= AIM OF THE EXERCISE =
The records that follow should be copied out exactly, pictures excluded.

[Records contained in a dataset]
=== Section Start ===
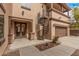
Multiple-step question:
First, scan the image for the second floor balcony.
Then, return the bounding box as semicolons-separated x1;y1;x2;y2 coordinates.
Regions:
52;3;71;16
49;10;70;23
48;3;71;23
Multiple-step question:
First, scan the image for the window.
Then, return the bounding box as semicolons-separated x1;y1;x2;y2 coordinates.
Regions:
21;3;32;10
63;12;68;15
0;15;5;46
0;15;4;39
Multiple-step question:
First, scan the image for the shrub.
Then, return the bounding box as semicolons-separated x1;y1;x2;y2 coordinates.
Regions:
52;36;59;44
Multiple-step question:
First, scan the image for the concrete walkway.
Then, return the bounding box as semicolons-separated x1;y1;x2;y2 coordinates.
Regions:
3;45;76;56
3;36;79;56
41;45;75;56
9;38;52;51
18;45;76;56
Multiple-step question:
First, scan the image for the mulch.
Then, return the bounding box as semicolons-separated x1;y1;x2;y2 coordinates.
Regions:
35;42;59;51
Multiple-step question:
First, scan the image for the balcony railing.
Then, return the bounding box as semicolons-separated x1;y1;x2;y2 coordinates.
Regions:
49;8;70;19
48;8;70;24
50;4;70;17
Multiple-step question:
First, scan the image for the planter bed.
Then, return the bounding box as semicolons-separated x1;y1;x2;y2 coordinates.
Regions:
35;42;59;51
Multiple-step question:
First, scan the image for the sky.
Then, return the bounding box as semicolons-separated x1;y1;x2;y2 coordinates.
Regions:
67;3;79;8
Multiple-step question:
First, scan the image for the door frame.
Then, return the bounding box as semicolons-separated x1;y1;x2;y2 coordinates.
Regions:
14;22;27;38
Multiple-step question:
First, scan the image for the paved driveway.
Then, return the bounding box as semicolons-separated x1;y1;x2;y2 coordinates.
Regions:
59;36;79;49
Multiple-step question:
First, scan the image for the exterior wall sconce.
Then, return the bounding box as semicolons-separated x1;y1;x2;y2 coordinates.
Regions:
22;11;24;16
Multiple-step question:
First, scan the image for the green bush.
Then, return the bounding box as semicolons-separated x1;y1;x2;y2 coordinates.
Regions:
52;36;59;43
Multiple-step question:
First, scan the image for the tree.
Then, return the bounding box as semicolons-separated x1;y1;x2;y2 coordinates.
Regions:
73;7;79;22
71;7;79;29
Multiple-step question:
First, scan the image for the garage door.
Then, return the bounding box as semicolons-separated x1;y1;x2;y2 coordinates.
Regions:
55;26;67;37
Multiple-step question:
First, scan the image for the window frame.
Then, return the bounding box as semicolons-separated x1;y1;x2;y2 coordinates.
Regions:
0;15;4;39
0;15;5;46
21;3;32;11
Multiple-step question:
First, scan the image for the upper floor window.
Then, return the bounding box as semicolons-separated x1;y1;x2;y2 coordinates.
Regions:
63;10;68;15
63;10;70;16
21;3;32;10
0;15;5;46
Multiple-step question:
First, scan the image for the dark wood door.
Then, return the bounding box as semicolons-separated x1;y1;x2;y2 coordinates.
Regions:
15;22;27;38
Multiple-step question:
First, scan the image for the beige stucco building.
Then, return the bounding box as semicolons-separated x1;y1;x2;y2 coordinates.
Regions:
0;3;71;55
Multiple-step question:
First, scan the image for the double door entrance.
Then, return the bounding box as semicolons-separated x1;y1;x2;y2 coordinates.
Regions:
15;22;27;38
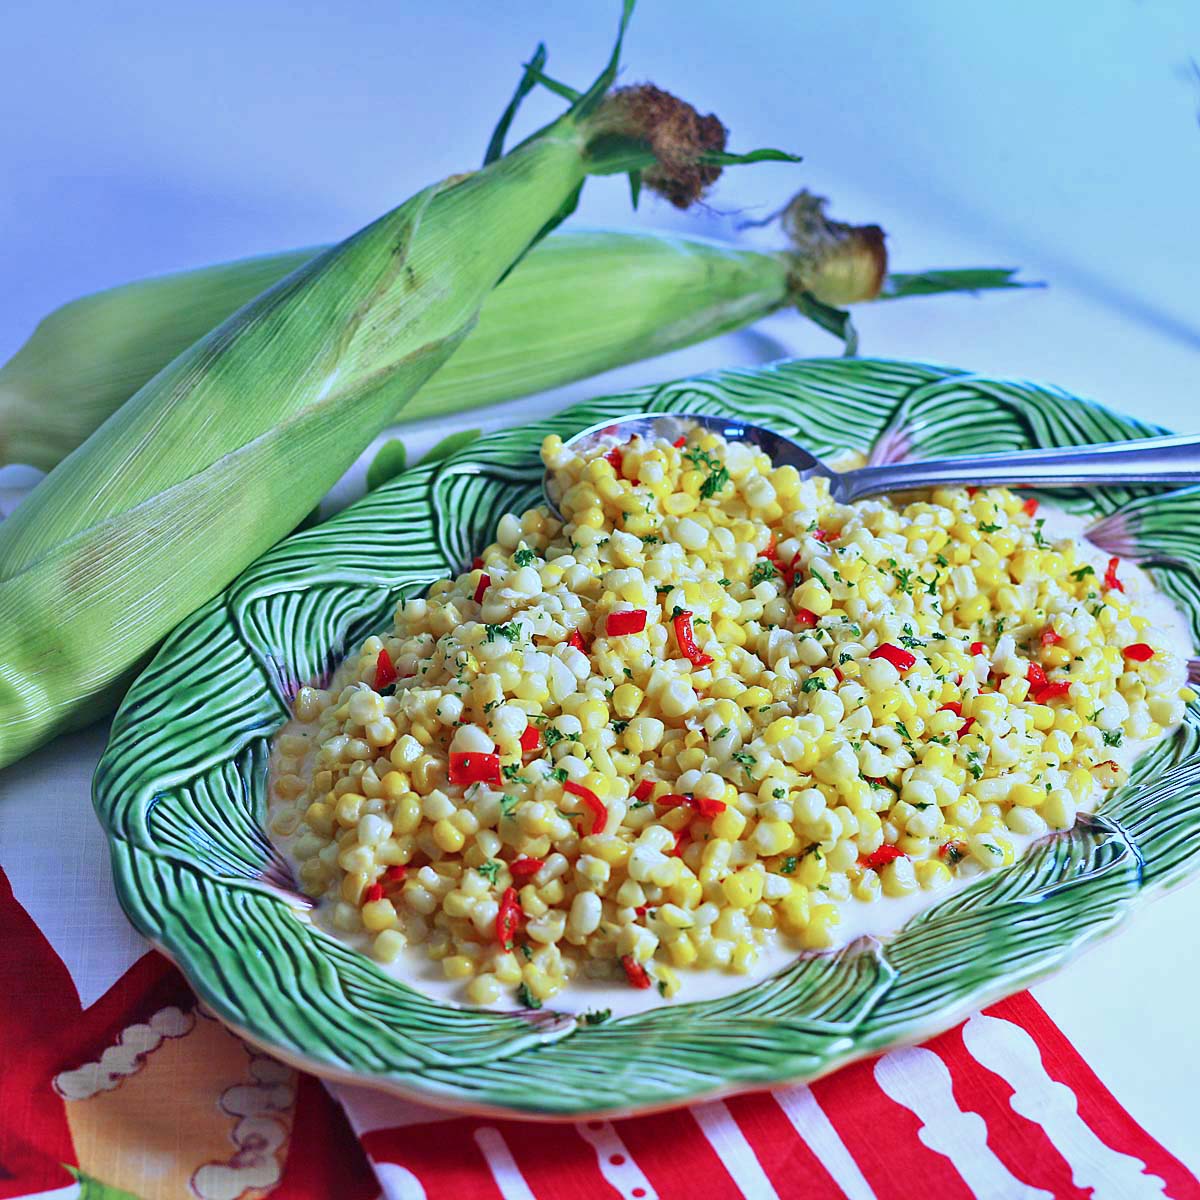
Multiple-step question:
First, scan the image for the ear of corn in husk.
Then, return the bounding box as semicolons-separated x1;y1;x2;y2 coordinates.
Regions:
0;0;800;769
0;201;1034;472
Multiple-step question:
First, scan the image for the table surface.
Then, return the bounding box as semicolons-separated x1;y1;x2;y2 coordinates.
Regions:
2;0;1200;1177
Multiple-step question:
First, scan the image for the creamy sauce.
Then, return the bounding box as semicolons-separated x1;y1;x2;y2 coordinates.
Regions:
266;502;1194;1017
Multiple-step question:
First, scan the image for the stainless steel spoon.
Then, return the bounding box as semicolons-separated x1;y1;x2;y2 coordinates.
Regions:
543;411;1200;517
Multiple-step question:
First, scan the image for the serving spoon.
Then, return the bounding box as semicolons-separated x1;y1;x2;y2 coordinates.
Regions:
543;412;1200;517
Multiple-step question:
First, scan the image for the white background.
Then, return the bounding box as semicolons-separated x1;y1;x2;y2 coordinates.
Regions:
2;0;1199;1173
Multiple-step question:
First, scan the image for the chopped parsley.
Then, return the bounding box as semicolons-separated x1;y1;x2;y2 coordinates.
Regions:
772;786;786;799
548;766;568;783
542;726;567;748
500;795;519;816
485;622;521;644
699;465;731;500
502;764;530;784
935;552;949;567
978;521;1002;534
610;719;630;734
893;567;913;594
656;979;669;997
895;719;912;741
477;860;502;884
1070;564;1096;581
780;855;797;875
750;559;778;587
1032;518;1048;548
801;676;827;693
898;633;926;649
1102;729;1124;747
715;726;732;740
640;534;661;544
520;943;534;960
582;1008;611;1025
513;548;537;567
718;577;732;587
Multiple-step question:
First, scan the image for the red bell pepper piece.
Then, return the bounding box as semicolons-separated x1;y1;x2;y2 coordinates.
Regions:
672;609;714;667
621;955;652;989
1040;626;1063;647
473;572;491;604
656;793;691;809
564;780;608;835
812;528;835;543
373;648;398;690
496;887;522;950
449;752;501;787
693;795;726;819
1123;642;1154;662
381;865;407;887
605;445;624;475
969;641;987;656
1026;662;1048;690
606;609;648;637
1023;497;1040;516
362;882;384;905
870;643;916;673
509;858;544;884
632;778;656;803
795;607;818;629
1034;680;1072;703
670;827;691;857
1104;556;1124;593
672;435;687;448
938;839;968;864
567;628;588;653
862;844;907;871
519;724;541;753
=== Section End ===
= TASK RESPONSE =
Multiple-step question:
First, scan the image for the second floor balcony.
Then, return the bounding box as semicolons-separated x1;y1;x2;y2 coordinates.
Regions:
52;3;71;16
49;10;70;23
48;3;71;23
Multiple-step question:
First, scan the image for the window.
Then, return the bounding box as semicolons-separated x1;y1;x2;y2 coordinates.
Regions:
21;3;32;10
63;12;68;15
0;15;5;46
0;15;4;39
Multiple-step question:
First, scan the image for the shrub.
Then, return the bounding box as semicolons-separated x1;y1;x2;y2 coordinates.
Regions:
52;36;59;44
Multiple-step question:
First, scan the image for the concrete walkway.
Then, return the bounding box as semicolons-separated x1;y1;x2;y2 coordinates.
Regions:
3;45;76;56
3;36;79;56
41;45;75;56
9;38;52;51
18;45;76;56
Multiple-step question:
First, scan the image for the mulch.
Then, return the bounding box as semicolons-separated x1;y1;x2;y2 coordinates.
Regions:
35;42;59;51
Multiple-step question:
First, scan the image for the balcony railing.
Then, return the bounding box as semicolons-separated x1;y1;x2;y2 coordinates.
Regions:
49;8;70;19
48;8;70;24
50;4;70;17
Multiple-step question:
First, scan the image for the planter bed.
Then, return the bounding box as semicolons-separated x1;y1;x2;y2 coordinates.
Regions:
35;42;59;51
Multiple-step question:
First, scan the image for the sky.
Then, return the bounding box as semicolons-separated x1;y1;x2;y2 coordinates.
Regions:
67;3;79;8
Multiple-step question:
First, scan the image for the door frame.
Then, return the bounding box as semicolons-separated x1;y1;x2;y2 coordinates.
Regions:
14;22;27;38
Multiple-step question:
First, scan the image for the paved driveway.
Then, return the bounding box as semicolons-separated x1;y1;x2;y2 coordinates.
Regions:
59;36;79;49
Multiple-step question:
First, scan the image for the exterior wall sconce.
Then, return the bounding box as semicolons-separated x1;y1;x2;y2 coordinates.
Regions:
22;11;24;16
Multiple-step question:
First, scan the image for the green bush.
Then, return the bounding box as semicolons-separated x1;y1;x2;y2 coordinates.
Regions:
52;36;59;43
Multiple-step question:
First, scan the image for the tree.
Then, return the bounding box as semicolons-separated x1;y1;x2;y2 coordinates.
Regions:
73;7;79;22
71;7;79;29
Multiple-step question:
First, scan the image for the garage door.
Then, return the bounding box as semicolons-separated x1;y1;x2;y2 coordinates.
Regions:
55;26;67;37
Multiple-step question:
First, scan the image for the window frame.
Then, return the bounding box as semicolons-separated x1;y1;x2;y2 coordinates.
Regions:
0;15;4;39
0;15;5;46
21;3;32;11
Multiple-step question:
First, scan the image for the upper floor window.
Then, return the bounding box as semicolons-separated x1;y1;x2;y2 coordinates.
Regions:
63;10;68;15
63;10;70;16
21;3;32;10
0;15;5;46
Multiple-step question:
First, scan the image for the dark wood door.
Then, return the bounding box as semicolons-separated x1;y1;x2;y2 coordinates.
Regions:
15;22;27;38
Multiple-step question:
First, scan the image for the beige stucco building.
Then, return the bounding box as semicolons-separated x1;y1;x2;y2 coordinates.
Regions:
0;3;71;55
Multiple-step question:
First, scan the image for the double door entrance.
Then, return the bounding box as semicolons-separated x1;y1;x2;y2 coordinates.
Regions:
15;22;27;38
Multiple-step question:
First, scan the image for the ear of corn in husk.
Then, return the bounding box as semicolons-separated x1;y1;x2;y2 coordinates.
Regions:
0;0;800;769
0;201;1034;472
Multiple-step question:
First, scan the image for the table surface.
Then, return the bounding box as semicolons-separated x1;y1;x2;y2 coordinates.
Regions:
2;0;1200;1177
Multiple-step question:
First, scan the image for the creamy sauce.
Then, return the bounding box as semicolons-separated x1;y1;x2;y2 coordinates.
Regions:
266;502;1194;1017
Multiple-step question:
First, scan the image for the stainless steel spoon.
Then, return the bounding box as semicolons-separated x1;y1;x2;y2 coordinates.
Regions:
543;411;1200;517
Multiple-step question:
First, scan the image for the serving spoon.
Then, return the bounding box as semicolons-separated x1;y1;x2;y2 coordinates.
Regions:
543;412;1200;517
Multiple-step question:
First, scan the image for the white background.
Then, return the bounding box as semicolons-separated x1;y1;x2;y2 coordinates.
Regions:
2;0;1199;1173
Multiple-step question:
First, scan the image for the chopped parsley.
Then, return the bounding box as semicolons-separated x1;y1;x2;y2 coordinates.
Regions:
772;786;786;799
548;766;568;783
542;726;567;748
500;795;519;816
485;622;521;644
699;465;731;500
502;764;530;784
935;552;949;567
978;521;1002;534
610;719;630;734
893;567;913;594
656;979;669;997
895;719;912;741
477;860;502;884
1070;564;1096;581
780;855;797;875
750;559;778;587
1032;518;1048;548
801;676;827;693
898;633;926;649
1102;729;1124;747
715;726;732;740
640;534;661;544
520;943;534;960
582;1008;611;1025
513;548;537;567
718;577;732;587
Multiple-step question:
First, scan the image for the red bell pepper piece.
Then, return the bounding box as semicolons-separated x1;y1;x2;y2 coordinates.
Regions:
672;609;714;667
621;955;652;989
1040;626;1063;647
473;572;491;604
656;793;691;809
564;780;608;835
812;528;835;543
373;648;398;690
496;887;522;950
449;752;501;787
693;795;726;819
1123;642;1154;662
381;865;407;887
605;445;624;475
969;641;987;656
1026;662;1048;690
606;609;648;637
1023;497;1040;516
362;882;384;905
870;643;916;673
509;858;544;884
632;778;656;803
795;607;818;629
1034;680;1072;703
670;827;691;857
1104;556;1124;593
672;435;687;448
938;839;968;864
567;628;588;653
862;844;907;871
519;724;541;753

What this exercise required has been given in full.